PAGE EXCERPT:

•••••

A collection of resources for Program Committee chairs.
See the directory PC-meeting-scripts/.
The script check-arxiv.py makes it easy to check arXiv for papers that violate a blackout period (if your conference has one). Takes as input a list of titles (via stdin) and outputs violations. Currently you need to modify the script to set the submission date and optionally change the delta (time before and after the submission date).
conflict-vetter.py
finds all stated conflicts from authors and mails them for vetting to reviewers
- used for checking for bogus conflicts / conflict engineering.
You will probably need to install bcrypt:
% python3 -m pip install bcrypt
To use this script for your conference, you first need to download the following files from HotCRP:
confname-pcinfo.csv
- go to https://confname.hotcrp.com/users?t=pc
- scroll to the bottom, select all, click download, and choose "PC info".
confname-authors.csv
- go to https://confname.hotcrp.com/search?q=&t=s
- scroll to the bottom, select all, click download, and choose "Authors".
confname-pcconflicts.csv
- go to https://confname.hotcrp.com/search?q=&t=s
- scroll to the bottom, select all, click download, and choose "PC conflicts".
You need to the run the script with a number of options, specified at the command line. The command will look something like this:
% python3 conflict-vetter.py --conference asplos21 --hashcode hellokitty --your-name "Emery Berger" --your-email "emery.berger@gmail.com" --your-password goodbyedoggy --form-url "https://forms.gle/someform"
If you are using 2FA for Google mail, you can generate an "app password" by going to https://myaccount.google.com/signinoptions/two-step-verification, scrolling to the bottom, and clicking "App passwords".
NOTE: this script will only actually send mail if you explicitly add the command-line option --really-send
.
As a side effect, this command produces an output file uidmap.csv
, which you can use to reverse-lookup
paper numbers from generated (encrypted) paper uids.
The conflict-vetting/
directory contains scripts supporting a slightly different way of vetting conflicts. This approach differs from that of conflict-vetter.py in three main ways:
-
It uses more data to try to explain conflicts. For instance, it trusts and uses the conflict information each PC member enters on their HotCRP profile page. Also, it lets the chair create a CSV file including extra affiliations the chair is aware that authors have. For instance, if the chair knows that JohnDoe@email.com worked at Acheron University last year, the chair can put
JohnDoe@email.com,"Acheron University"
in the CSV file. -
It breaks the process into multiple steps. Instead of finding unexplained conflicts and immediately emailing them all to PC members, it uses two scripts for this. The first script finds unexplained conflicts and puts them in a CSV file. The second script reads that CSV file and emails about it to PC members. This lets the chair manually inspect and edit the file in between, e.g., to remove conflicts they understand but the script doesn't.
-
If it can't find a HotCRP file it needs (e.g.,
confname-pcinfo.csv
), it prints an error message with instructions explaining how to download the missing file from HotCRP.

•••••

GIVEN DATA:

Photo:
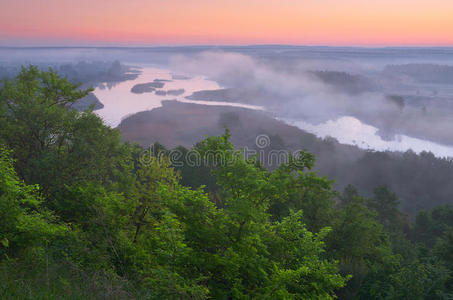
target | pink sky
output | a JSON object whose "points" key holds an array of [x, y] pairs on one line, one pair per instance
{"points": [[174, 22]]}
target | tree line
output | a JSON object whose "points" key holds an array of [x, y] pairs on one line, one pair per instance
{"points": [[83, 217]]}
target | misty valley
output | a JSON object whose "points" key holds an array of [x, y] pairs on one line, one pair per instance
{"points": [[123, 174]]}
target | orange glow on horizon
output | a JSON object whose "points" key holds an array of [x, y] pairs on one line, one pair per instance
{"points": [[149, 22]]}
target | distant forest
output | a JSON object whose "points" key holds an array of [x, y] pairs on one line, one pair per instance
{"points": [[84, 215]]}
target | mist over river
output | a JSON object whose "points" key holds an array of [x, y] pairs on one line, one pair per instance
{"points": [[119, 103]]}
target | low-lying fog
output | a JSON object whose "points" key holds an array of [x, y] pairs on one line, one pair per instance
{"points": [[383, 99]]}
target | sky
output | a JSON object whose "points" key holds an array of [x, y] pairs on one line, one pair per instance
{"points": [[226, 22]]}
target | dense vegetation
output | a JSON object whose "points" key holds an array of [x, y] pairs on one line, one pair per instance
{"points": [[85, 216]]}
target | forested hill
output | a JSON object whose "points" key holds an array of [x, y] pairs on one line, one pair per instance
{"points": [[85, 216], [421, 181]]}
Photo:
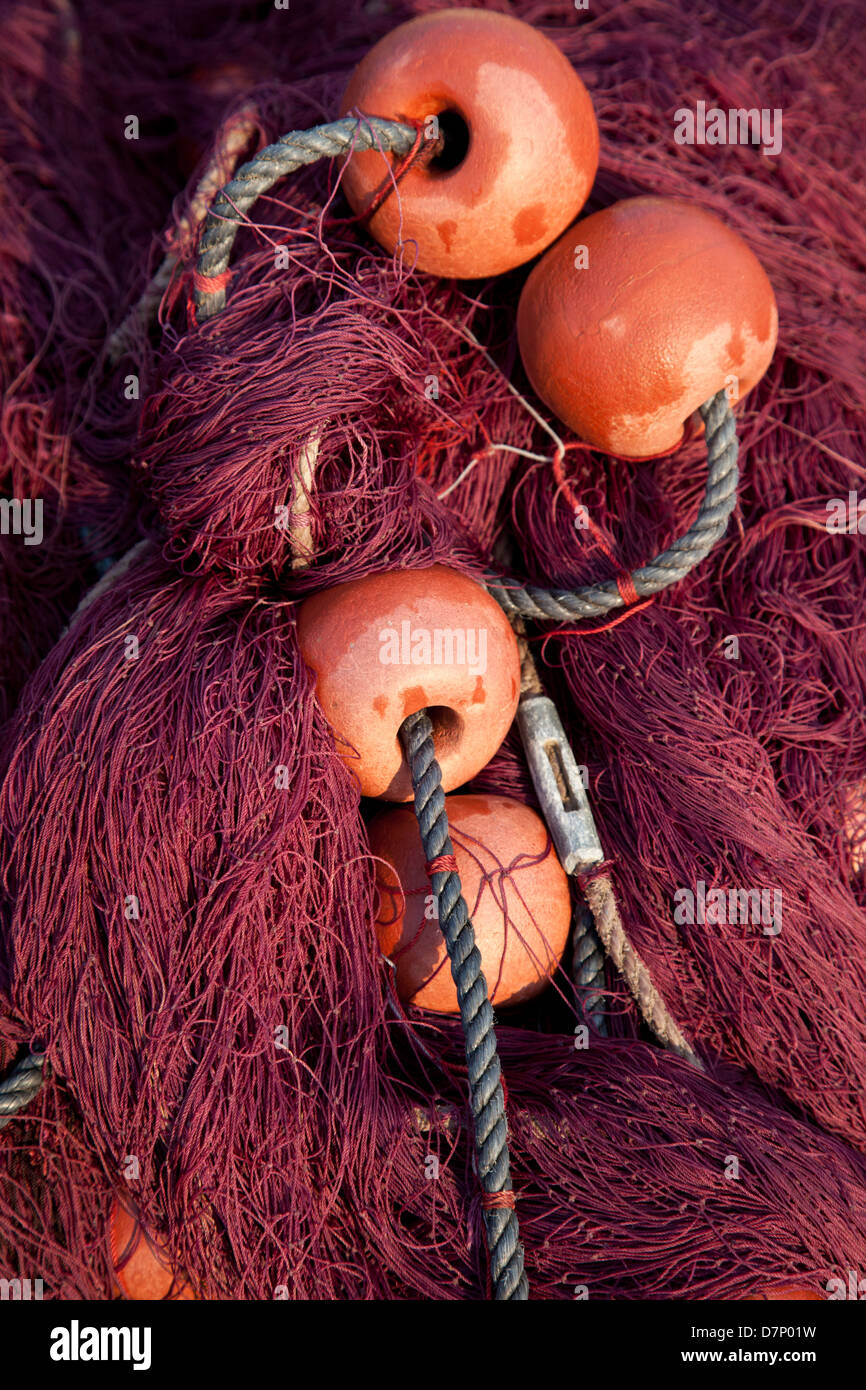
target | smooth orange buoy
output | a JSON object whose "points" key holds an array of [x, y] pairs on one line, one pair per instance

•••••

EXERCISE:
Pick up the text on scripts for Program Committee chairs after its last sentence and keep writing it. The material comes from a different source than the text.

RESULT:
A chair uses the scripts in conflict-vetting/
as follows:
- The chair makes a file
confname-extraaffiliations.csv
whereconfname
is the conference name, listing any extra affiliations that they know about for paper authors. If they know of no such extra affiliations, they can skip this step. The first line of that csv file should be the following literal text:
email,affiliation
- The chair runs the
explain-conflicts.py
script to obtain a list of unexplained conflicts in a file namedconfname-unexplainedconflicts.csv
and a list of explained conflicts in a file namedconfname-explainedconflicts.csv
. An example command line is:
python3 explain-conflicts.py --conference=osdi21 --hash-salt=hellokitty
-
Optional: The chair manually looks over the unexplained-conflicts file to remove any they understand and can explain. Each row in this file corresponds to one paper number and one PC member, where the script can't figure out why that PC member is conflicted with any of the authors of that paper. Sometimes, the script has a guess about which of the authors is the most likely explanation for the unexplained conflict, because that author submitted another paper to this conference that marked that same PC member as a conflict. The script indicates this with
multipleconflicts(<author name>)
. -
The chair creates a Google Forms form allowing PC members to submit the UIDs of unexplained conflicts that even they can't explain. This should be a form with just two fields: the PC member's email and a list of space-separated UIDs. (Don't request comma-separated UIDs, since the use of commas with long integers confuses Google's input parsing.)
-
If the chair is using 2FA for Google mail, they generate an "app password" by going to https://myaccount.google.com/signinoptions/two-step-verification, scrolling to the bottom, and clicking "App passwords".
-
The chair runs the
mail-pc-re-conflicts.py
script to ask PC members to look over the unexplained conflicts and confirm ones that they also can't explain. An example command line is:
python3 mail-pc-re-conflicts.py --conference=osdi21 --sender-name="Jay Lorch" --sender-email="jaylorch@gmail.com" --sender-password="abcdefghijklmnop" --reply-to="osdi21chairs@usenix.org" --subject="[OSDI '21] Conflicts to vet" --form-url="https://forms.gle/whatevergooglegivesyou" --signature="Angela Demke Brown and Jay Lorch, OSDI '21 co-chairs" --deadline="3pm Pacific on December 7" --cc="osdi21chairs@usenix.org"
NOTE: This will print the emails to standard output, but won't actually send any emails. If the chair is happy with these, they rerun the above command with the extra argument --really-send
.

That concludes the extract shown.